Todas las opciones políticas actuales parten de la aceptación de las
reglas de juego, las mismas que hacen inviable que este sistema
representativo se transforme en una democracia. Incluso aquellos que
sostienen ser anticapitalistas aceptan la forma política del
capitalismo.
Sin duda el discurso admite la paradoja de negar que estemos en una
democracia al tiempo que se sanciona esta democracia aceptando los
cauces institucionales, admite contracciones tales como presentarse a
unas elecciones compitiendo por la captación de votos al tiempo que se
dice que se presentan porque estas elecciones europeas no significan
nada, se está en contra del liderazgo al tiempo que se potencia al líder
mediático, se afirma querer dar voz a los sin voz al tiempo que se les
trata de incapaces y de no saber lo que quieren. Porque en el fondo,
parecen decir, las masas quieren que se gestione políticamente su
protesta.

----------------------------------------

Tarea requerida:
Responda brevemente, según el fragmento:
1. ¿Qué aceptan incluso quienes sostienen ser anticapitalistas?
2. ¿Qué elecciones se dice que no significan nada?
3. ¿Qué parecen decir que quieren las masas en el fondo?

Listado:
----------------------------------------

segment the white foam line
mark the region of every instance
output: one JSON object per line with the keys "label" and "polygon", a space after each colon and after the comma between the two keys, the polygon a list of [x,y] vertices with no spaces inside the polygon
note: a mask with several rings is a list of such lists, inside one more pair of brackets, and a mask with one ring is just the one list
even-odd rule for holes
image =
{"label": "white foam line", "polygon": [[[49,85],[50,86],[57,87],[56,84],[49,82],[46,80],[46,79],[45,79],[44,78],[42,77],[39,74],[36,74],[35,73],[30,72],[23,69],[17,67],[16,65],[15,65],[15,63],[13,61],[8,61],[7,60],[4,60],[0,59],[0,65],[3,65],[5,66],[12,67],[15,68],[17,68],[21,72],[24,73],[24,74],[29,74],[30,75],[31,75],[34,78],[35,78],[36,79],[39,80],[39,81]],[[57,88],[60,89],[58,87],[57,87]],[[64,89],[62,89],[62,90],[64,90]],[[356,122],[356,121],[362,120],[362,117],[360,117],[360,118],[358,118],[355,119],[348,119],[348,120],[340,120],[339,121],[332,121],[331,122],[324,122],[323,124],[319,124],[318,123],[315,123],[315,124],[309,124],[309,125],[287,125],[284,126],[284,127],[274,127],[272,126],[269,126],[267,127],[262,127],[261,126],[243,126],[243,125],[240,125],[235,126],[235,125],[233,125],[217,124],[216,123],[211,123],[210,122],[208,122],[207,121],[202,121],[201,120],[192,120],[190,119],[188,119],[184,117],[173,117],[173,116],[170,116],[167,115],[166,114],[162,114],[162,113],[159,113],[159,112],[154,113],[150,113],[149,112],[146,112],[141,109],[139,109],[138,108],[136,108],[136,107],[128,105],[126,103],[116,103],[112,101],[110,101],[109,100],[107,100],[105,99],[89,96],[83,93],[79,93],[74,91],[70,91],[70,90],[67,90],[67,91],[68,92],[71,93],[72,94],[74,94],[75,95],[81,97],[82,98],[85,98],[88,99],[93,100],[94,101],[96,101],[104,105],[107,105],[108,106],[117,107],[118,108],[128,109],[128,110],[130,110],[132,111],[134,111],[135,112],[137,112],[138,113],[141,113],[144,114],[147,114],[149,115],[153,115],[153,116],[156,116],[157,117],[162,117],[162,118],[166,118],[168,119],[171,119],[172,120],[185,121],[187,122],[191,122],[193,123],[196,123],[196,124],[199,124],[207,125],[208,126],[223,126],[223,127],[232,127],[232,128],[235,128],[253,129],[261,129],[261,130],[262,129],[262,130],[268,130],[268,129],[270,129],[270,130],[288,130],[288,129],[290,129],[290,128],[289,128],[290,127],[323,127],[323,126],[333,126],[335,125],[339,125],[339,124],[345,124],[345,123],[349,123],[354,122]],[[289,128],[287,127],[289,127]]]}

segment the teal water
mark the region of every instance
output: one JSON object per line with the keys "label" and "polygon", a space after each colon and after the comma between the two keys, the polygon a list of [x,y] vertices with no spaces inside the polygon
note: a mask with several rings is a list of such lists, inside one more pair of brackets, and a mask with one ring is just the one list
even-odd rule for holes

----------------------------------------

Respuesta escrita:
1. La forma política del capitalismo.
2. Las elecciones europeas.
3. Que se gestione políticamente su protesta.